--- RECORDS FOR THIS EXERCISE ---
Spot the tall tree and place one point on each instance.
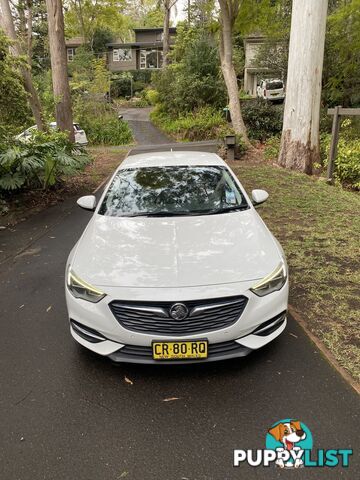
(300, 137)
(167, 6)
(7, 23)
(59, 71)
(229, 10)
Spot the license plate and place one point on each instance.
(180, 350)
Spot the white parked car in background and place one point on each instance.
(175, 265)
(80, 135)
(271, 90)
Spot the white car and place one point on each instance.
(272, 90)
(80, 135)
(175, 265)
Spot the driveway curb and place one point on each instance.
(324, 350)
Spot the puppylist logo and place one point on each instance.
(289, 444)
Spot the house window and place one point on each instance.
(149, 59)
(70, 54)
(160, 37)
(122, 55)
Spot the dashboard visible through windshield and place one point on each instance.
(172, 190)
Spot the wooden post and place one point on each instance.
(334, 143)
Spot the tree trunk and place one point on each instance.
(34, 102)
(59, 72)
(228, 14)
(300, 136)
(166, 35)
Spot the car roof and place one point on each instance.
---
● **GIVEN EXERCISE**
Copy out every item above verbatim and in the same order, leaving out the picture.

● **EXERCISE ANSWER**
Spot the tall tree and place one point on each instance.
(300, 137)
(167, 6)
(7, 23)
(59, 71)
(229, 10)
Spot the license plate and place one point on each instance.
(180, 350)
Spot the white parked car in background and place one point on each instance.
(175, 265)
(80, 135)
(271, 90)
Spot the white car and place one point on each instance.
(272, 90)
(80, 135)
(175, 265)
Spot the driveway curb and place one point on each instance.
(324, 350)
Spot the puppylist logo and place one point on each instance.
(289, 444)
Spot the house window and place one point on each instance.
(149, 59)
(70, 54)
(160, 37)
(122, 55)
Spot the dashboard visible through windshield and place one point on each instance.
(172, 190)
Spot the wooden post and place one point on each instance.
(334, 143)
Spot the tree trunk and place one point on each instance.
(34, 102)
(59, 72)
(228, 14)
(300, 136)
(166, 35)
Spot the car roof and place one point on each instance.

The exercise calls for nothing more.